● Given exercise
Lines from the one containing "[point] at the mottled" through the end of the data are to be returned exactly, and no others.

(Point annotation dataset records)
****
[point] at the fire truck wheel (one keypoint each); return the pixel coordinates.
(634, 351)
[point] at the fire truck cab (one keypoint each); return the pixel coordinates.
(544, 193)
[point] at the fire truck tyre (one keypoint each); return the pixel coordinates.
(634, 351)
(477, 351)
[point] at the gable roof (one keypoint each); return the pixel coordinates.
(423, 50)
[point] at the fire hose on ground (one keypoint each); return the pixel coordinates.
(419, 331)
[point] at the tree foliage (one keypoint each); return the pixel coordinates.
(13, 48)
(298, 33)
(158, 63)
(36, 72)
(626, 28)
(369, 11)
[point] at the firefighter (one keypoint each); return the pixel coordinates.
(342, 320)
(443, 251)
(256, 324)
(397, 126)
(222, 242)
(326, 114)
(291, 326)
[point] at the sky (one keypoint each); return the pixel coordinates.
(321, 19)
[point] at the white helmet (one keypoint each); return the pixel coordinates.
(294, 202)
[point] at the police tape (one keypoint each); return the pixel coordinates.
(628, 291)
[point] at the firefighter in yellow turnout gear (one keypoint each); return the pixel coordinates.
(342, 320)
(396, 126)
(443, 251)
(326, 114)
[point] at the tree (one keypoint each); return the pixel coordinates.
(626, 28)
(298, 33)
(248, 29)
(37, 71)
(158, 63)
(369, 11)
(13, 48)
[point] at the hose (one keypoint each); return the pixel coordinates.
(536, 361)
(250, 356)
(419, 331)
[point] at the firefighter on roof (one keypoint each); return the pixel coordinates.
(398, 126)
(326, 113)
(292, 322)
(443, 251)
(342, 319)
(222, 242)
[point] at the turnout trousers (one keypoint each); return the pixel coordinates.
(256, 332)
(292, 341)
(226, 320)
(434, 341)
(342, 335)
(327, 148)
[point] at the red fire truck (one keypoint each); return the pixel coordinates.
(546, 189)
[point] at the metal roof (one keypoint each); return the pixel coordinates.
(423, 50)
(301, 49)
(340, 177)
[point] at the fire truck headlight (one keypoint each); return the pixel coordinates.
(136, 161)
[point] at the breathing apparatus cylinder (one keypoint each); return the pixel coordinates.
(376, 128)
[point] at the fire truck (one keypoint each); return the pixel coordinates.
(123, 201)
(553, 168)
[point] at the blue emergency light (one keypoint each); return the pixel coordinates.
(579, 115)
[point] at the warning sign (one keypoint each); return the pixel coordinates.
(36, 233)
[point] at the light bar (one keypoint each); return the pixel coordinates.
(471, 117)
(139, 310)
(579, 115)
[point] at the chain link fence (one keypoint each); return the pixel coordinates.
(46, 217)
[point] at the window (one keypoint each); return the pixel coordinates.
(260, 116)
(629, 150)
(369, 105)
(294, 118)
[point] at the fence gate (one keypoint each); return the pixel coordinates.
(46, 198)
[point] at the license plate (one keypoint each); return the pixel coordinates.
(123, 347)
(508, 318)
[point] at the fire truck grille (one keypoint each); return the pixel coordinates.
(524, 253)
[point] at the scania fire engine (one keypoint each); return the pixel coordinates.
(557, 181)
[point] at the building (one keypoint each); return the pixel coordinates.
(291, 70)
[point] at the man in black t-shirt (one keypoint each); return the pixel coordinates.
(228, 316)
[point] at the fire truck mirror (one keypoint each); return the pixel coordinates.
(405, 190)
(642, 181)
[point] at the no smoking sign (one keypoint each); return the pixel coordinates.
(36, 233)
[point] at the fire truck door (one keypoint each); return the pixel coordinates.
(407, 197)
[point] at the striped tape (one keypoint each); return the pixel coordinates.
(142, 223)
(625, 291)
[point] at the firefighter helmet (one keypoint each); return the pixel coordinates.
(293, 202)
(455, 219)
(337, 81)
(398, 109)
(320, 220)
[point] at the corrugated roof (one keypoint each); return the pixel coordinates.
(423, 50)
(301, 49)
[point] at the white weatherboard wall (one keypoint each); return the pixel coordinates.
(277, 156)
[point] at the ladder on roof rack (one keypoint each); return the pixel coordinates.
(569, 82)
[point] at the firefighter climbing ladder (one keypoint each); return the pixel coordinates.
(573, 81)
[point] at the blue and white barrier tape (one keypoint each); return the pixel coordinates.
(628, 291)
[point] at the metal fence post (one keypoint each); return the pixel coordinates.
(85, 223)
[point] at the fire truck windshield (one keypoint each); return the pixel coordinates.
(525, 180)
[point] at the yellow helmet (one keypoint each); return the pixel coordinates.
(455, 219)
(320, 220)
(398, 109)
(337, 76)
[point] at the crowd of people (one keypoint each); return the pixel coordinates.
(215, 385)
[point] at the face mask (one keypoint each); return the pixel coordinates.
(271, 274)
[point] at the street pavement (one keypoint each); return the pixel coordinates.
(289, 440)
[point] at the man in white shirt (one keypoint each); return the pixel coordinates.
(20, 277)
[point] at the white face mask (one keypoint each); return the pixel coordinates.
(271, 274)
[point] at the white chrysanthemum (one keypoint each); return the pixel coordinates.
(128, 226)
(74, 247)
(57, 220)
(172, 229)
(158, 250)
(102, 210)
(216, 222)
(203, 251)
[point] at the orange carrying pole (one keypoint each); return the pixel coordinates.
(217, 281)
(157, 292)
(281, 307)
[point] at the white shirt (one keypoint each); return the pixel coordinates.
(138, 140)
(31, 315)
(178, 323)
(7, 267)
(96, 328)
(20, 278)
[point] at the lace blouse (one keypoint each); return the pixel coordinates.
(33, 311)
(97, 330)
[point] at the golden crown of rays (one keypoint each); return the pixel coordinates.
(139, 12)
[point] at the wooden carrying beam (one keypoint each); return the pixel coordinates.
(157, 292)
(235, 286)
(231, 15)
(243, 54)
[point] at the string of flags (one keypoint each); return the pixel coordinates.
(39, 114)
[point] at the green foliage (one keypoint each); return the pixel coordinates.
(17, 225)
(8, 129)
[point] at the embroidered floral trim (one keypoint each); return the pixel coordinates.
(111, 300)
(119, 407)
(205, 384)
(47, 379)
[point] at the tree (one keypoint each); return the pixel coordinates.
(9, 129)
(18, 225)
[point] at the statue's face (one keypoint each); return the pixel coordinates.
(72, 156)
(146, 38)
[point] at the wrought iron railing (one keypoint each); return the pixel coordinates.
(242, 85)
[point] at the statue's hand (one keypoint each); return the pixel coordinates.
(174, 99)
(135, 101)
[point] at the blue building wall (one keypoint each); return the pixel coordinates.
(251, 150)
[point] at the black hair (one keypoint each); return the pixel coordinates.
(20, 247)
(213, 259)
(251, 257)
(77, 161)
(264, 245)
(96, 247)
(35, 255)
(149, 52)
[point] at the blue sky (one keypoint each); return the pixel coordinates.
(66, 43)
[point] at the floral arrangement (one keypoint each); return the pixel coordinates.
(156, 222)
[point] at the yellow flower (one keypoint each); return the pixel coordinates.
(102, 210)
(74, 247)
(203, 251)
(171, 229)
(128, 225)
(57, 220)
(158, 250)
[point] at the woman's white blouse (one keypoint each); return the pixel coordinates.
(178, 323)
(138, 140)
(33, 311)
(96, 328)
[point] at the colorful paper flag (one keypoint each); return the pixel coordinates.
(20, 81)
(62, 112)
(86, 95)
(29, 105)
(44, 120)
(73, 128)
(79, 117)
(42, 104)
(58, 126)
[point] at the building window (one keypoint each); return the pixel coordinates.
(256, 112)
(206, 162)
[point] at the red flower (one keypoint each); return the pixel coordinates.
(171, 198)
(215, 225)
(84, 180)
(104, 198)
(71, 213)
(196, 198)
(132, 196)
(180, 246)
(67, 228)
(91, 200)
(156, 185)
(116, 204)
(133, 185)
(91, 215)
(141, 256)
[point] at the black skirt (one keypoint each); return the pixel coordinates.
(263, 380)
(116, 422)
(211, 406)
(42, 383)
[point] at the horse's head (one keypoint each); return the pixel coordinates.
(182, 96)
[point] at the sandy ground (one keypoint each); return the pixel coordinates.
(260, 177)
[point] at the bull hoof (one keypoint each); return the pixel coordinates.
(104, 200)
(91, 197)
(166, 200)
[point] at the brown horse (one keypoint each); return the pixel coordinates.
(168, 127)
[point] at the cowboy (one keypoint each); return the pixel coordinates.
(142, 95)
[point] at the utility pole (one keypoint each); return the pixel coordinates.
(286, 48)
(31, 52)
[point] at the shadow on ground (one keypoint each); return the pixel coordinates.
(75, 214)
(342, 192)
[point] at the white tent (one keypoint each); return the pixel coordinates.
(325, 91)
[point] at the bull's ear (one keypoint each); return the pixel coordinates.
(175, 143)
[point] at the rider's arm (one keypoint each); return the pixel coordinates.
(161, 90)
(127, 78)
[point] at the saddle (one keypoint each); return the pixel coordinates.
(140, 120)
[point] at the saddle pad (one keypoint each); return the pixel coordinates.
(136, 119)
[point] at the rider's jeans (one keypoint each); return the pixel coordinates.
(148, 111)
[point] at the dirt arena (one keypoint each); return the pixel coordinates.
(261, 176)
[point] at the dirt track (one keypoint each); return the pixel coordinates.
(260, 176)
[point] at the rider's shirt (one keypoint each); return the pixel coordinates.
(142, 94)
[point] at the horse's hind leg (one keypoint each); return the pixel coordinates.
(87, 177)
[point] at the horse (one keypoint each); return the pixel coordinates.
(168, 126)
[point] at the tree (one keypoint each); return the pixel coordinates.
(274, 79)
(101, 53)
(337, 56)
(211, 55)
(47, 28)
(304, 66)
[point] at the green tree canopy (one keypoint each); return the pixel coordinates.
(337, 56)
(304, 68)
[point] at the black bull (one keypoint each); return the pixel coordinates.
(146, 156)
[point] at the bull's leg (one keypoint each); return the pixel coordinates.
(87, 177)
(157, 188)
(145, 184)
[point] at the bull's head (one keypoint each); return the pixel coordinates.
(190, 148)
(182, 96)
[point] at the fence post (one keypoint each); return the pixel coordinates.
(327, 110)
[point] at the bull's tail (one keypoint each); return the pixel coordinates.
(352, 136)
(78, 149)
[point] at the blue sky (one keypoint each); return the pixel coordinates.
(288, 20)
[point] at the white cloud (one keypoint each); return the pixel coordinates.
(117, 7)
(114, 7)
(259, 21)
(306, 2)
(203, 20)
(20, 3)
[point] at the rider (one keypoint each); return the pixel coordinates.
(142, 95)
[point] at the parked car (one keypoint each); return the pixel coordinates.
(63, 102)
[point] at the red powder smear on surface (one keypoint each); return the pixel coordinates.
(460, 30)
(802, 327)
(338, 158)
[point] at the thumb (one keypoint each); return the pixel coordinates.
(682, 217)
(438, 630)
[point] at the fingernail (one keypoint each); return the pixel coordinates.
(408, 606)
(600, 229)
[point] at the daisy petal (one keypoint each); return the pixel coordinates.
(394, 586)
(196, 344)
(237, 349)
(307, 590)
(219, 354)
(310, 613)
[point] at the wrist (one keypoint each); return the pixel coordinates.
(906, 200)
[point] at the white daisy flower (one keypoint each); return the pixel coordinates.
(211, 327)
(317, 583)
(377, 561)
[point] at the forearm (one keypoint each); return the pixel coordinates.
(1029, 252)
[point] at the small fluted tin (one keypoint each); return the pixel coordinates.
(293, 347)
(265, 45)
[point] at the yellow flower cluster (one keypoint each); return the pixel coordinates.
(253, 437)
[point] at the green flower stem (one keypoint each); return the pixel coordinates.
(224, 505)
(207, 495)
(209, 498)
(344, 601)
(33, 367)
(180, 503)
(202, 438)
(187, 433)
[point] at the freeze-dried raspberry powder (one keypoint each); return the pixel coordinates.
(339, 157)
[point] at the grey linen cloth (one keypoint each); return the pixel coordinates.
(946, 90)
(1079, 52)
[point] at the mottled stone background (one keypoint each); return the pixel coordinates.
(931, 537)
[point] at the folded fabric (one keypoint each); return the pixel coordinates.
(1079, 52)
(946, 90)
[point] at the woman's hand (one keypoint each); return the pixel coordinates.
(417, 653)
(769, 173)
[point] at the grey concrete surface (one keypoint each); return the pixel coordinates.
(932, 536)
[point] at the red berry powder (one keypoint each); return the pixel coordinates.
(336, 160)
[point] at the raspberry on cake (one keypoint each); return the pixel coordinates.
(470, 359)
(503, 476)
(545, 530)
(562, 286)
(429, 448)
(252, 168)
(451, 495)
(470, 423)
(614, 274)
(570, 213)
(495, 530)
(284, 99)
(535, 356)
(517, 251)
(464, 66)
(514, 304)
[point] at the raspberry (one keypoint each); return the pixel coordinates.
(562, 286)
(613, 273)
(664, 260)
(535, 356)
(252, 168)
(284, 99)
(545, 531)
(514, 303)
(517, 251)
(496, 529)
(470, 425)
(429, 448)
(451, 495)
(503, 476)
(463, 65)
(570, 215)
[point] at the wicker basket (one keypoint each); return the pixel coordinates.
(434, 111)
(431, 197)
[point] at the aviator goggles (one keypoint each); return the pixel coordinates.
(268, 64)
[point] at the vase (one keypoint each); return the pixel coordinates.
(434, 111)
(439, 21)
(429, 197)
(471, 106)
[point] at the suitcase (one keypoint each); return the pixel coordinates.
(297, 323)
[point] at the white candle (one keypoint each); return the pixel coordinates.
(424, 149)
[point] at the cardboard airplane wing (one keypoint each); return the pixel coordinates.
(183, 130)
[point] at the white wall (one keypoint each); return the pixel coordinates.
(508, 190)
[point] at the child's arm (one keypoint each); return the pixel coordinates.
****
● Problem solution
[point] at the mottled stone background (one keypoint each); return the pixel coordinates.
(931, 537)
[point] at the folded fabric (one keypoint each); return the pixel coordinates.
(1079, 52)
(946, 90)
[point] at the woman's hand (one keypoint each); return the pixel coordinates.
(417, 653)
(769, 173)
[point] at the grey concrete surface (one keypoint each); return the pixel coordinates.
(932, 536)
[point] at the red berry powder (one keypoint each); return the pixel coordinates.
(336, 160)
[point] at the raspberry on cake (one keypoint each); return the pixel coordinates.
(470, 359)
(503, 476)
(545, 530)
(562, 286)
(429, 448)
(252, 168)
(451, 495)
(470, 423)
(614, 274)
(570, 213)
(495, 530)
(284, 99)
(535, 356)
(517, 251)
(464, 66)
(514, 304)
[point] at the raspberry (one keypoint each); return the pixel coordinates.
(562, 286)
(613, 273)
(664, 260)
(535, 356)
(252, 168)
(284, 99)
(545, 531)
(514, 303)
(517, 251)
(496, 529)
(470, 425)
(429, 448)
(451, 495)
(503, 476)
(463, 65)
(570, 215)
[point] at the wicker basket (one keypoint each); return the pixel coordinates.
(434, 111)
(431, 197)
[point] at the aviator goggles (one keypoint each); return the pixel coordinates.
(268, 64)
[point] at the vase (one keypoint each); return the pixel coordinates.
(434, 111)
(439, 21)
(429, 197)
(471, 106)
[point] at the suitcase (one keypoint each); return the pixel coordinates.
(297, 323)
[point] at the white candle (one keypoint each); return the pixel coordinates.
(424, 149)
[point] at the cardboard airplane wing (one keypoint each); return the pixel coordinates.
(183, 130)
[point] at the white wall (one keypoint each); return the pixel coordinates.
(508, 190)
[point] at the child's arm (one keypoint each); return the pixel coordinates.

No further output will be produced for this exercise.